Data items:
□ □ □ □ □ □ □

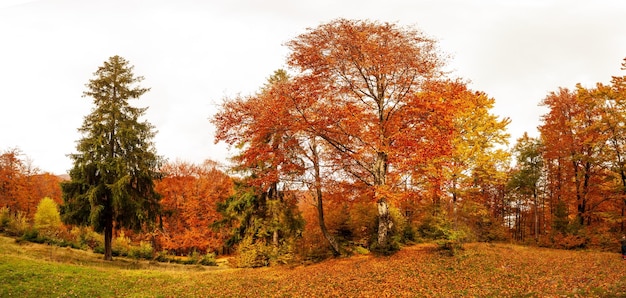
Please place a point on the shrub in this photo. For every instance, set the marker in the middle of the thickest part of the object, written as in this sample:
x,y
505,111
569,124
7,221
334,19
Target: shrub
x,y
18,224
47,217
86,237
208,260
121,245
5,218
143,251
252,255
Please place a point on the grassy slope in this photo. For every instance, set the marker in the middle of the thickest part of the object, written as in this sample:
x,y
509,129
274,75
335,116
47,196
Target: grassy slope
x,y
31,270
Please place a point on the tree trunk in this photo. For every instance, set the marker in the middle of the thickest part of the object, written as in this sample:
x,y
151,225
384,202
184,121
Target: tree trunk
x,y
108,236
319,200
384,218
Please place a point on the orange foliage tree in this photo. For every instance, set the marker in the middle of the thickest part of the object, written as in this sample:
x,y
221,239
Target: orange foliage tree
x,y
22,186
370,92
189,203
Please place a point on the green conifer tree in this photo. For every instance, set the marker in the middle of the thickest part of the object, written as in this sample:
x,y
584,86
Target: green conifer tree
x,y
112,178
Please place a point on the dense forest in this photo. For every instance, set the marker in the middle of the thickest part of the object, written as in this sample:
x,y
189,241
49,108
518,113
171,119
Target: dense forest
x,y
363,143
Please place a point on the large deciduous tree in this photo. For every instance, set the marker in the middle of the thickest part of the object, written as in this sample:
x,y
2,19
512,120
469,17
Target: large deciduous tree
x,y
191,194
112,177
368,90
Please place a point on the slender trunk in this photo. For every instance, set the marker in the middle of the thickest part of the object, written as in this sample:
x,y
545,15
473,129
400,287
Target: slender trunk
x,y
108,235
319,199
384,218
320,216
384,221
536,201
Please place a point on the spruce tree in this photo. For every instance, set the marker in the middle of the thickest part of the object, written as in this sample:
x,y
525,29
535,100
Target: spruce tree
x,y
116,163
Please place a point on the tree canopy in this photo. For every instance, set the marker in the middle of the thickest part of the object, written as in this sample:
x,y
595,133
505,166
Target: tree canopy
x,y
116,163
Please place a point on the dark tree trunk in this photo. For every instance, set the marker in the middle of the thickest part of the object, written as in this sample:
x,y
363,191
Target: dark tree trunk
x,y
108,236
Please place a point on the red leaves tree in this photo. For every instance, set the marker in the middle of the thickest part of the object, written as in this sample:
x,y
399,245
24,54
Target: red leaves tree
x,y
22,186
190,196
368,90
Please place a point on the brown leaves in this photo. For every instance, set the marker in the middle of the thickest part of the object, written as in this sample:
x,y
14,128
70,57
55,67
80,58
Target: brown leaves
x,y
190,195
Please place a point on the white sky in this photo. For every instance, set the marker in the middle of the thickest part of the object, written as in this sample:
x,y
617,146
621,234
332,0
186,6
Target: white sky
x,y
195,53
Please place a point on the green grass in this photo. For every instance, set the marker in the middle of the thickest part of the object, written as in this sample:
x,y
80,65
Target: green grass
x,y
484,270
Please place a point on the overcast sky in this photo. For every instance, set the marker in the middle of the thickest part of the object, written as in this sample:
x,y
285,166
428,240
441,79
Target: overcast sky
x,y
195,53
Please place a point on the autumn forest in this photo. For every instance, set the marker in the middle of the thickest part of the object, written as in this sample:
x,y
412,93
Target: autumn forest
x,y
362,143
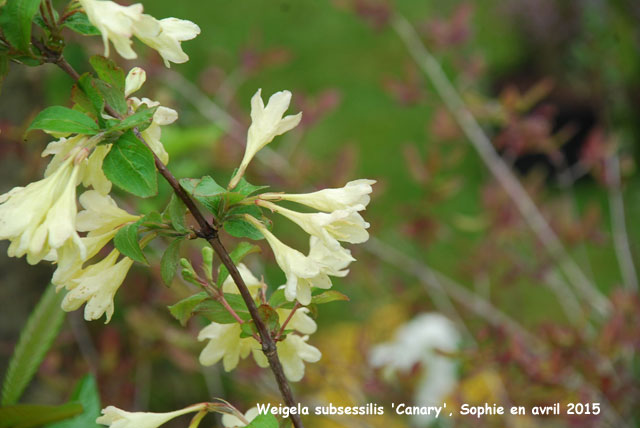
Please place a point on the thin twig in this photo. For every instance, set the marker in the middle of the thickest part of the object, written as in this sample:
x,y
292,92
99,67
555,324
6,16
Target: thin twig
x,y
210,233
619,223
496,165
571,379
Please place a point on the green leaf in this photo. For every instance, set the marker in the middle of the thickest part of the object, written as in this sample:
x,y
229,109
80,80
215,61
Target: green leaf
x,y
35,415
79,22
4,68
329,296
142,116
170,260
175,212
95,99
16,22
108,71
214,311
63,119
246,189
130,166
126,241
241,228
240,252
248,329
183,310
206,191
86,393
112,97
264,421
37,336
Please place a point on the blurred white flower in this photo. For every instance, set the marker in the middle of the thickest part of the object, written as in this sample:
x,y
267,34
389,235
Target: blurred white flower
x,y
293,351
96,286
417,342
224,344
301,271
230,421
165,36
162,116
115,22
252,283
340,225
117,418
41,217
353,194
266,123
134,81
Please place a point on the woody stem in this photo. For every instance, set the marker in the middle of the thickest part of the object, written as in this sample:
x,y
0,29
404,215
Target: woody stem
x,y
208,231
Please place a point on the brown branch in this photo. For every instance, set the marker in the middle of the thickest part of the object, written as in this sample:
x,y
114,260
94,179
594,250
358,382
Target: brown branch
x,y
210,233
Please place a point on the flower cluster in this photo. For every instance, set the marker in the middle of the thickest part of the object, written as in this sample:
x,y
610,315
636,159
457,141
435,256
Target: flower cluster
x,y
119,24
42,222
227,344
339,219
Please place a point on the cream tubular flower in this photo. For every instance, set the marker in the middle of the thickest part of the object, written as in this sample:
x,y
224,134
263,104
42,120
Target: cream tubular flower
x,y
165,36
117,418
293,351
266,123
102,218
341,225
302,272
41,217
134,81
353,194
252,283
96,286
101,214
230,421
115,22
224,344
333,261
162,116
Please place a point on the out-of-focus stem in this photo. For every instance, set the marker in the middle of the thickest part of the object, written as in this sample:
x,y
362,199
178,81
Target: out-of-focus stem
x,y
496,165
619,223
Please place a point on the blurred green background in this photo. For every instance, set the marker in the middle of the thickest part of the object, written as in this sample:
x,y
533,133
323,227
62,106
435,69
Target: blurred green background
x,y
369,111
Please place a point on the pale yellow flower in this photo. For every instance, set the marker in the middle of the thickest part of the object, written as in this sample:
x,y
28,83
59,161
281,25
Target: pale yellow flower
x,y
101,214
302,272
115,22
266,123
134,81
96,286
162,116
341,225
165,36
230,421
117,418
224,344
40,217
293,351
353,194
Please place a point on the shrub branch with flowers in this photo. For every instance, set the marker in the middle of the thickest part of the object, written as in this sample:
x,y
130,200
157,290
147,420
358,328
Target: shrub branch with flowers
x,y
110,137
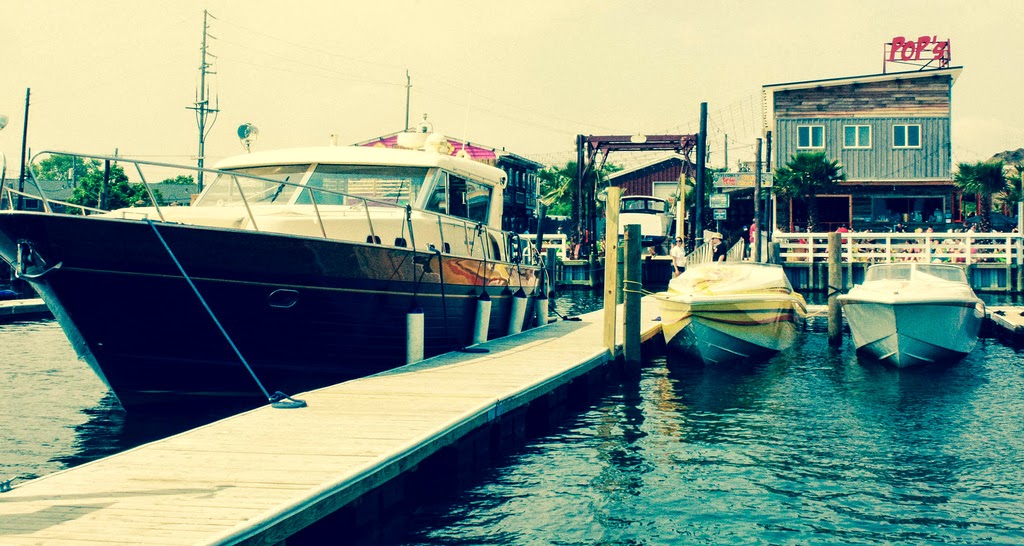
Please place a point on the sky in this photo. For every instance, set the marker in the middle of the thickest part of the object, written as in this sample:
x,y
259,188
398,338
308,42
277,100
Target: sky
x,y
526,76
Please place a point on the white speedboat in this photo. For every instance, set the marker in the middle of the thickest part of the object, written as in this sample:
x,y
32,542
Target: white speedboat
x,y
912,313
727,311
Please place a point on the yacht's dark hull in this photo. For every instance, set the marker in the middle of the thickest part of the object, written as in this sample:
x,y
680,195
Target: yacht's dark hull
x,y
304,312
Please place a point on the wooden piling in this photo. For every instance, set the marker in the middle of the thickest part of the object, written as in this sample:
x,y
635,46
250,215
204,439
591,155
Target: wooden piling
x,y
835,285
610,273
633,290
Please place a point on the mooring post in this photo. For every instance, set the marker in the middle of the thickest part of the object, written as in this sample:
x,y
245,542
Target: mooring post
x,y
610,253
550,262
632,288
620,273
835,284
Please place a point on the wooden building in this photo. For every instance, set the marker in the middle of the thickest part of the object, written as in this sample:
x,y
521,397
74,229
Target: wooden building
x,y
658,177
891,133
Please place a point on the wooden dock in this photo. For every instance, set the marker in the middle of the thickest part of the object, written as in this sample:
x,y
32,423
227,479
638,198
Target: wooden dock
x,y
23,309
261,476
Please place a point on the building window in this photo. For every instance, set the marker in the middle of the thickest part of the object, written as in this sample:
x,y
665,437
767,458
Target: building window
x,y
857,136
906,135
810,136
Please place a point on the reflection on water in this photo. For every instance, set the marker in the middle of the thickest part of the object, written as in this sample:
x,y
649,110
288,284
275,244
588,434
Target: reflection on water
x,y
56,413
811,447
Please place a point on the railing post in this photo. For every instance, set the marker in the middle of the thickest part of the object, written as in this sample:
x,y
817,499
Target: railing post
x,y
835,280
610,277
632,289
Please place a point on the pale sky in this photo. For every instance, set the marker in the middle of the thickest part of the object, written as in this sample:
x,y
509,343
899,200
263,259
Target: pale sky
x,y
523,75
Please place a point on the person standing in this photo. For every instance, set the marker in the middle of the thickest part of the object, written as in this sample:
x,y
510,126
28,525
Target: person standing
x,y
678,254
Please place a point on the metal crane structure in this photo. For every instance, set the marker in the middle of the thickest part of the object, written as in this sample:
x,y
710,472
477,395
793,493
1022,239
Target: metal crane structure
x,y
590,150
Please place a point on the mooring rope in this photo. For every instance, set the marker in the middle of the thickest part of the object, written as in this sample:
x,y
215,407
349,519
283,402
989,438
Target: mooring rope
x,y
279,399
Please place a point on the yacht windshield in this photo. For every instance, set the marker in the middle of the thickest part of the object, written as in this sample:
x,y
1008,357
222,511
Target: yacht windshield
x,y
223,191
344,184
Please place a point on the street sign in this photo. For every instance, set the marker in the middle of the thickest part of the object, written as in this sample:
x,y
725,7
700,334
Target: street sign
x,y
741,179
719,201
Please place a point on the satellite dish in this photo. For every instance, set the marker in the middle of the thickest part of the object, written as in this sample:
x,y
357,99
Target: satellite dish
x,y
248,133
248,130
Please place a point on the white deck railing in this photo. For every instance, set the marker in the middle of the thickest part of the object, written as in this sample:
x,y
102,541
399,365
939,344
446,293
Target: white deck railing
x,y
962,248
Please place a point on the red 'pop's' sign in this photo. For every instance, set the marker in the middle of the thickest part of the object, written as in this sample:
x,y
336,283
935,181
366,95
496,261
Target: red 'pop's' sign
x,y
914,49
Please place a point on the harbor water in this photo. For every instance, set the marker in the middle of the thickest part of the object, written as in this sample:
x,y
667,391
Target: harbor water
x,y
811,447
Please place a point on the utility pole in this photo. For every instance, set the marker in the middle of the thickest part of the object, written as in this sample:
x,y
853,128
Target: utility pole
x,y
726,156
769,225
701,148
202,105
756,228
409,89
25,140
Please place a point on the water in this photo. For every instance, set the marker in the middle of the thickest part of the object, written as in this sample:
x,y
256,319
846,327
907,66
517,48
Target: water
x,y
812,447
809,448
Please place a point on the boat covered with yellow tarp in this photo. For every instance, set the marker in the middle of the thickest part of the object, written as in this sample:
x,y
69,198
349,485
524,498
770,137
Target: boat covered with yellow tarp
x,y
728,311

□ □ □ □ □ □ □

Everything from the line containing "Please place a point on the street" to the last line of the entries above should be quoted exactly, and only that.

→ RESPONSE TO THE EXERCISE
Please place a point on the street sign in this photo. For every instance, set the marker in the middle of the thickest part of the object, written as in this sample:
x,y
725,7
700,334
Target: street sign
x,y
741,179
719,201
Please place a point on the satellite dish in this photo. For every instance, set the marker in the middle of the thickest part of the object, written as in this sample:
x,y
357,99
Target: satellite dish
x,y
248,133
248,130
Please place a point on the white deck railing in this photo. For every instance, set the marker in the middle of the thickest part of the object, written as in this sample:
x,y
102,541
399,365
939,344
446,293
Target: white deck railing
x,y
962,248
Please place a point on the red 'pop's' sign in this photo. For every instance, set the marker in the middle of the thickest part of the object, written as in this sample:
x,y
336,283
935,181
366,95
496,261
Target: red 'pop's' sign
x,y
914,49
Please place a point on the harbor water in this photo. For every instance, set the marker in the middle of the thickest part of the object, written as in this sample:
x,y
667,391
Target: harbor water
x,y
811,447
Please place a point on the utility pole in this photo. For every instance, set the marker in the middle of the thickest part of the object, written as in this sample:
x,y
853,128
Target: utility pole
x,y
726,156
769,225
701,148
202,105
756,228
409,89
25,140
Please place a point on the water in this photo. For every instance, set the marker in the middle of the thickest part of the object, written as in this sample:
x,y
256,319
846,327
907,66
517,48
Target: water
x,y
812,447
809,448
Please place a point on the boat covered with yellow tarp in this photo. For every instance, set the marker in the middle of the thickest part of the object, written as in this sample:
x,y
69,198
349,485
524,498
770,137
Target: boat covered with yellow tarp
x,y
728,311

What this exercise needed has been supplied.